+++ Records for the exercise +++
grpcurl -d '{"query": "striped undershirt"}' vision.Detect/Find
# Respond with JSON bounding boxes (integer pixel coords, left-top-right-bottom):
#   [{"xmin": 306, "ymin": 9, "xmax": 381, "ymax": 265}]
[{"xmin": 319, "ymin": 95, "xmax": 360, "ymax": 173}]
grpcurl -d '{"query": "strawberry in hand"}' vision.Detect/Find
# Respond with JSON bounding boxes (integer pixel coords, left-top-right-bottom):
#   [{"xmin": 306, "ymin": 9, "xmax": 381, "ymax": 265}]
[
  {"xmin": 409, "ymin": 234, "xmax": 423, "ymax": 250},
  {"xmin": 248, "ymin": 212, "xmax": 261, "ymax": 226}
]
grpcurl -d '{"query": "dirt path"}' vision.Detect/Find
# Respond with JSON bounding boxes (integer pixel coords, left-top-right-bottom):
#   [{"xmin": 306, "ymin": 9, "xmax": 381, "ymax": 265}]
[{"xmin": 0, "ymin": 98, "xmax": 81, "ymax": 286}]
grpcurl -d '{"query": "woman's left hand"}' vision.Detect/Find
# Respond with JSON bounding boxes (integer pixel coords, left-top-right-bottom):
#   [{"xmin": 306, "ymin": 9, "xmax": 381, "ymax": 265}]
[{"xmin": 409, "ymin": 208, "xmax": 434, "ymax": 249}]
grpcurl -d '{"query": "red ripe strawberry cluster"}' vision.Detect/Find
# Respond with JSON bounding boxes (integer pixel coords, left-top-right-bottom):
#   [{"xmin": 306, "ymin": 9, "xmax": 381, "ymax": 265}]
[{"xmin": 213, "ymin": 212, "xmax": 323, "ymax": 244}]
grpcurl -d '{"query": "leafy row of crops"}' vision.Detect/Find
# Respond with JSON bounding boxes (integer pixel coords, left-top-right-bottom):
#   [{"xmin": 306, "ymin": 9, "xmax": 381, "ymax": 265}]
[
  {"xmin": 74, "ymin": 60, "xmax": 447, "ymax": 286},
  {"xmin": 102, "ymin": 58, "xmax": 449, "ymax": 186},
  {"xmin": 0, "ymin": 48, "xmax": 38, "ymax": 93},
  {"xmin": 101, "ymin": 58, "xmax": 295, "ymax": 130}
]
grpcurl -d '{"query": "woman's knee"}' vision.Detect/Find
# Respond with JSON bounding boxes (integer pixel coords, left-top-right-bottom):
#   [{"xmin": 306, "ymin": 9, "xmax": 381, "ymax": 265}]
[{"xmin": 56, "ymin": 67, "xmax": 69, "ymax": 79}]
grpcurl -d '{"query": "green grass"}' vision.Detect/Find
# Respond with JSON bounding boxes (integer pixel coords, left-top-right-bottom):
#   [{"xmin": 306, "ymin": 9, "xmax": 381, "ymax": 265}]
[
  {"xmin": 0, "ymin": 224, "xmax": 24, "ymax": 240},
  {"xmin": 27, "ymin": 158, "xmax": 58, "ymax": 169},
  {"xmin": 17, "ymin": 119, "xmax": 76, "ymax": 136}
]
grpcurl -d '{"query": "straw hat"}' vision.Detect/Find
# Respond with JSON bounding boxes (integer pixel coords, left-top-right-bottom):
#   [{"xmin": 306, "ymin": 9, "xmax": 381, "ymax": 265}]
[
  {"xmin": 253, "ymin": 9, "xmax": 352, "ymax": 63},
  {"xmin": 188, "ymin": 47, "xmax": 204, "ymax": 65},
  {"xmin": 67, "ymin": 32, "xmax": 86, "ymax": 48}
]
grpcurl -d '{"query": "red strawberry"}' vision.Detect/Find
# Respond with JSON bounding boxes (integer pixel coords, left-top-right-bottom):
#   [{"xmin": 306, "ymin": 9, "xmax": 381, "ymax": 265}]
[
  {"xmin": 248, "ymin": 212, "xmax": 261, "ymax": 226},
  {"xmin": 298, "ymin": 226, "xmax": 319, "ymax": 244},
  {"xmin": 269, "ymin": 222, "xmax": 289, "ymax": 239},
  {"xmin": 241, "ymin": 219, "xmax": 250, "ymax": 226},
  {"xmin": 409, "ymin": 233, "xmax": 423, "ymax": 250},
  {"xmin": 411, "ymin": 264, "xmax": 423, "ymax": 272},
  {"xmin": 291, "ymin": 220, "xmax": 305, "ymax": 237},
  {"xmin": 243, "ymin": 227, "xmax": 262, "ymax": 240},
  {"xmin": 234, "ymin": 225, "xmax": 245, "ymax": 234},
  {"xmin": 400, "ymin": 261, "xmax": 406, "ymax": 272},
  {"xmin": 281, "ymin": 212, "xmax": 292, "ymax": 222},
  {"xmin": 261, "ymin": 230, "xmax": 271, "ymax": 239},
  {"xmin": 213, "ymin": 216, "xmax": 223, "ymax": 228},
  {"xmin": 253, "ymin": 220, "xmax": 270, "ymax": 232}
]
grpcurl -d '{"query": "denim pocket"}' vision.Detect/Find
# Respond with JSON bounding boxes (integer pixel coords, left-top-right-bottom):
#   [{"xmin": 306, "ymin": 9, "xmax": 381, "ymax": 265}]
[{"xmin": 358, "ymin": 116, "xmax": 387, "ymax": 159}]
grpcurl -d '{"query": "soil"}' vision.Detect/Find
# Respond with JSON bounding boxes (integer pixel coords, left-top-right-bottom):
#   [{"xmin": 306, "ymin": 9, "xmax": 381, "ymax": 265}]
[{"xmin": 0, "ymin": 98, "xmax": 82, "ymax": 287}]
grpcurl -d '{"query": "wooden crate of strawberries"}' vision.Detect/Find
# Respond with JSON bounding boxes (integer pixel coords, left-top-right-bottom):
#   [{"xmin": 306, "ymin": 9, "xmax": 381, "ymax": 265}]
+++
Work to be completed:
The records above are to be copied in full, exactly as written.

Solution to this problem:
grpcurl -d '{"query": "striped undershirt"}' vision.Detect/Find
# Respond with JSON bounding boxes (integer pixel coords, left-top-right-bottom):
#   [{"xmin": 306, "ymin": 9, "xmax": 381, "ymax": 265}]
[{"xmin": 319, "ymin": 95, "xmax": 360, "ymax": 173}]
grpcurl -d '{"query": "strawberry in hand"}' vision.Detect/Find
# Respond with JSON bounding boxes (integer pixel coords, left-top-right-bottom):
#   [{"xmin": 306, "ymin": 9, "xmax": 381, "ymax": 265}]
[
  {"xmin": 409, "ymin": 234, "xmax": 423, "ymax": 250},
  {"xmin": 248, "ymin": 212, "xmax": 261, "ymax": 226}
]
grpcurl -d '{"query": "dirt path"}' vision.Detect/Find
# Respond with JSON bounding boxes (integer pixel coords, left-top-right-bottom):
#   [{"xmin": 306, "ymin": 9, "xmax": 381, "ymax": 265}]
[{"xmin": 0, "ymin": 98, "xmax": 81, "ymax": 286}]
grpcurl -d '{"query": "woman's left hand"}' vision.Detect/Find
# Respond with JSON bounding boxes (integer pixel coords, left-top-right-bottom):
#   [{"xmin": 306, "ymin": 9, "xmax": 381, "ymax": 265}]
[{"xmin": 409, "ymin": 208, "xmax": 434, "ymax": 249}]
grpcurl -d '{"query": "red ripe strawberry cluster"}' vision.Detect/Find
# Respond with JSON bounding boxes (integer pixel coords, left-top-right-bottom):
#   [{"xmin": 306, "ymin": 9, "xmax": 381, "ymax": 265}]
[{"xmin": 213, "ymin": 212, "xmax": 323, "ymax": 244}]
grpcurl -d '{"query": "leafy row of crops"}' vision.Detect/Find
# Respond with JSON bounding boxes (integer pixel coords, left-top-right-bottom):
#   [{"xmin": 306, "ymin": 9, "xmax": 381, "ymax": 265}]
[
  {"xmin": 74, "ymin": 60, "xmax": 447, "ymax": 286},
  {"xmin": 102, "ymin": 58, "xmax": 449, "ymax": 186},
  {"xmin": 0, "ymin": 48, "xmax": 38, "ymax": 93},
  {"xmin": 101, "ymin": 58, "xmax": 295, "ymax": 130}
]
grpcurl -d '{"query": "woman's knee"}' vision.Detect/Find
# Respond with JSON bounding boxes (integer pixel coords, left-top-right-bottom):
#   [{"xmin": 306, "ymin": 9, "xmax": 381, "ymax": 265}]
[{"xmin": 56, "ymin": 67, "xmax": 69, "ymax": 79}]
grpcurl -d '{"query": "green grass"}' vision.Detect/Find
# Respond with JSON bounding boxes (integer pixel coords, left-top-right-bottom):
#   [{"xmin": 306, "ymin": 9, "xmax": 381, "ymax": 265}]
[
  {"xmin": 0, "ymin": 224, "xmax": 24, "ymax": 240},
  {"xmin": 27, "ymin": 158, "xmax": 58, "ymax": 169},
  {"xmin": 17, "ymin": 119, "xmax": 76, "ymax": 136}
]
grpcurl -d '{"query": "straw hat"}' vision.Detect/Find
# Respond with JSON bounding boxes (integer pixel coords, left-top-right-bottom):
#   [{"xmin": 306, "ymin": 9, "xmax": 381, "ymax": 265}]
[
  {"xmin": 253, "ymin": 9, "xmax": 352, "ymax": 63},
  {"xmin": 188, "ymin": 47, "xmax": 204, "ymax": 65},
  {"xmin": 67, "ymin": 32, "xmax": 86, "ymax": 48}
]
grpcurl -d '{"query": "red strawberry"}' vision.Detect/Find
# Respond with JSON bounding boxes (integer pixel coords, left-top-right-bottom):
#   [{"xmin": 306, "ymin": 9, "xmax": 381, "ymax": 265}]
[
  {"xmin": 248, "ymin": 212, "xmax": 261, "ymax": 226},
  {"xmin": 298, "ymin": 226, "xmax": 319, "ymax": 244},
  {"xmin": 269, "ymin": 222, "xmax": 289, "ymax": 239},
  {"xmin": 241, "ymin": 219, "xmax": 250, "ymax": 226},
  {"xmin": 409, "ymin": 233, "xmax": 423, "ymax": 250},
  {"xmin": 411, "ymin": 264, "xmax": 423, "ymax": 272},
  {"xmin": 291, "ymin": 220, "xmax": 305, "ymax": 237},
  {"xmin": 243, "ymin": 227, "xmax": 262, "ymax": 240},
  {"xmin": 234, "ymin": 225, "xmax": 245, "ymax": 234},
  {"xmin": 400, "ymin": 261, "xmax": 406, "ymax": 272},
  {"xmin": 281, "ymin": 212, "xmax": 292, "ymax": 222},
  {"xmin": 261, "ymin": 230, "xmax": 271, "ymax": 239},
  {"xmin": 213, "ymin": 216, "xmax": 223, "ymax": 228},
  {"xmin": 253, "ymin": 220, "xmax": 270, "ymax": 232}
]
grpcurl -d '{"query": "denim pocket"}' vision.Detect/Find
# Respond with JSON bounding boxes (integer pixel coords, left-top-right-bottom):
#   [{"xmin": 306, "ymin": 9, "xmax": 381, "ymax": 265}]
[{"xmin": 358, "ymin": 116, "xmax": 387, "ymax": 159}]
grpcurl -d '{"query": "soil"}' vision.Detect/Find
# Respond with JSON bounding boxes (integer pixel coords, left-top-right-bottom):
#   [{"xmin": 306, "ymin": 9, "xmax": 381, "ymax": 265}]
[{"xmin": 0, "ymin": 98, "xmax": 82, "ymax": 287}]
grpcurl -d '{"query": "wooden crate of strawberries"}' vision.Detect/Find
# Respond with JSON bounding boxes (integer pixel coords, left-top-right-bottom):
#   [{"xmin": 306, "ymin": 9, "xmax": 381, "ymax": 265}]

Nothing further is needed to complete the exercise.